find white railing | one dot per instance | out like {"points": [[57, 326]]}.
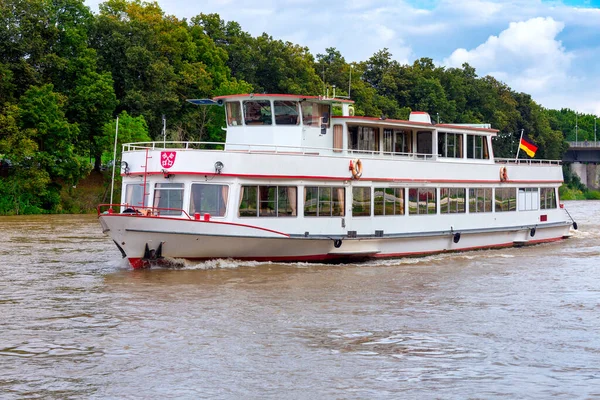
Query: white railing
{"points": [[532, 161]]}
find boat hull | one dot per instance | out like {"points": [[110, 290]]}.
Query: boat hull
{"points": [[139, 236]]}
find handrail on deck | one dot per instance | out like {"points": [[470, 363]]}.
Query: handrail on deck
{"points": [[146, 211], [268, 148], [527, 161]]}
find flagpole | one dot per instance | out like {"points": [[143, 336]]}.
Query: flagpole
{"points": [[519, 145], [112, 182]]}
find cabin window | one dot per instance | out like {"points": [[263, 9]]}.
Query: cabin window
{"points": [[480, 200], [268, 201], [286, 112], [528, 199], [134, 194], [424, 142], [361, 201], [477, 147], [338, 138], [315, 114], [363, 138], [234, 113], [168, 198], [209, 199], [389, 201], [547, 198], [450, 145], [452, 200], [396, 141], [321, 201], [506, 199], [422, 201], [257, 112]]}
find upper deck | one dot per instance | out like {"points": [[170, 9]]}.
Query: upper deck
{"points": [[297, 123]]}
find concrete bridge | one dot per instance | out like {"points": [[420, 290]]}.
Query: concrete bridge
{"points": [[585, 162]]}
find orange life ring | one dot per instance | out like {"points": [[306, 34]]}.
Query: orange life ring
{"points": [[503, 174], [356, 168]]}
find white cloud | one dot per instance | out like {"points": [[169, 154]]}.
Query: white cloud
{"points": [[527, 56]]}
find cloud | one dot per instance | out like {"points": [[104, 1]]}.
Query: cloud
{"points": [[527, 56]]}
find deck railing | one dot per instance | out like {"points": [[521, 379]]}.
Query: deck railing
{"points": [[324, 151], [524, 161], [270, 149]]}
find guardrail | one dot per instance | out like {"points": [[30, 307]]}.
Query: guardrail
{"points": [[527, 161], [584, 143], [269, 148], [140, 211]]}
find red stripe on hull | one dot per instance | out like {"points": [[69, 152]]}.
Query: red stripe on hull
{"points": [[138, 263]]}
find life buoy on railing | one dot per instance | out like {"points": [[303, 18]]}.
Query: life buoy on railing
{"points": [[356, 168], [503, 174]]}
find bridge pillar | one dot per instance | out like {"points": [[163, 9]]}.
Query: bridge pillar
{"points": [[592, 176], [580, 170], [588, 173]]}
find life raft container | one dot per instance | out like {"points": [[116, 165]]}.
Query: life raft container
{"points": [[356, 168], [503, 174]]}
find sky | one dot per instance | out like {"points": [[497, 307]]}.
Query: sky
{"points": [[547, 48]]}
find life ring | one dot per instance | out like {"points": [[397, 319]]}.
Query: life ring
{"points": [[503, 174], [356, 168]]}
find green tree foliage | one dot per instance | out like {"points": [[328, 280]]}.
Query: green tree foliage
{"points": [[131, 130]]}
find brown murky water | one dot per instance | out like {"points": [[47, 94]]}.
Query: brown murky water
{"points": [[76, 322]]}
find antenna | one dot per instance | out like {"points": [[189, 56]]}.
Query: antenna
{"points": [[576, 141], [350, 80], [164, 131]]}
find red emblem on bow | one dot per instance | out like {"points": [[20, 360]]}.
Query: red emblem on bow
{"points": [[167, 158]]}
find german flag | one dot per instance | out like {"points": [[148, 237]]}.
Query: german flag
{"points": [[527, 146]]}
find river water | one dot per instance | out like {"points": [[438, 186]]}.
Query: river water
{"points": [[77, 322]]}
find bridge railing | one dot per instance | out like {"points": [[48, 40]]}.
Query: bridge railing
{"points": [[585, 143], [524, 161]]}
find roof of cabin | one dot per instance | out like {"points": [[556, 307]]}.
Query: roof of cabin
{"points": [[298, 97]]}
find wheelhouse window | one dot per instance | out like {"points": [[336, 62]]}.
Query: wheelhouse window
{"points": [[450, 145], [480, 200], [506, 199], [134, 194], [422, 201], [389, 201], [315, 114], [528, 199], [452, 200], [168, 198], [268, 201], [361, 201], [397, 141], [257, 112], [234, 113], [547, 198], [209, 199], [322, 201], [477, 147], [363, 138], [286, 112], [424, 142]]}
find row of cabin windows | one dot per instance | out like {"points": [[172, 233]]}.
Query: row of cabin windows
{"points": [[280, 112], [328, 201], [366, 139]]}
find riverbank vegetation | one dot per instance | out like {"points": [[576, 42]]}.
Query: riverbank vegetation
{"points": [[67, 73]]}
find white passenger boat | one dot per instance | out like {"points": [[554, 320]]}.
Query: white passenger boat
{"points": [[300, 178]]}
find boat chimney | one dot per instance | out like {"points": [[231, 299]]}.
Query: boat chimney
{"points": [[419, 116]]}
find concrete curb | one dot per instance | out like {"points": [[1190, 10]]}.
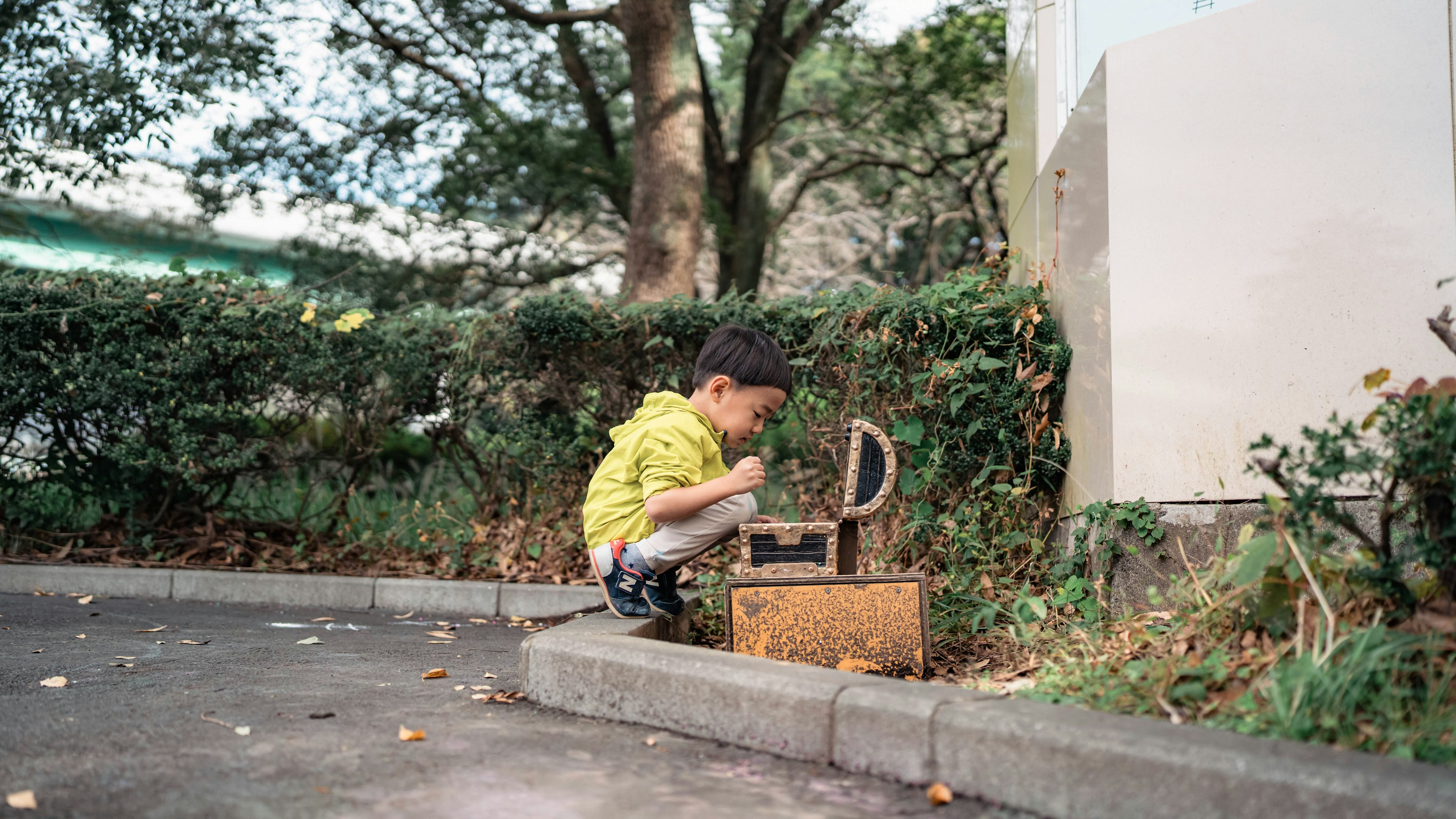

_ _ _ _ _ _ _

:: What the task asks ::
Restate word for word only the lines above from the line containing "find flagpole |" to the line containing "find orange life", both of them included.

:: Result below ::
find flagpole | one dot per instance | out like {"points": [[143, 336]]}.
Query: flagpole
{"points": [[519, 145], [112, 182]]}
find cabin window | one dot per instance | out like {"points": [[263, 9]]}.
Query: cabin window
{"points": [[480, 200], [268, 201], [286, 112], [528, 199], [134, 194], [424, 142], [361, 201], [477, 147], [338, 138], [315, 114], [363, 138], [234, 113], [168, 198], [209, 199], [389, 201], [547, 198], [450, 145], [452, 200], [396, 141], [321, 201], [506, 199], [422, 201], [257, 112]]}
find upper deck | one dot per instance | out like {"points": [[170, 9]]}.
Query: upper deck
{"points": [[297, 123]]}
find concrete bridge | one dot per instance | out like {"points": [[420, 290]]}.
Query: concrete bridge
{"points": [[585, 162]]}
find orange life ring | one dot per instance | out like {"points": [[306, 34]]}.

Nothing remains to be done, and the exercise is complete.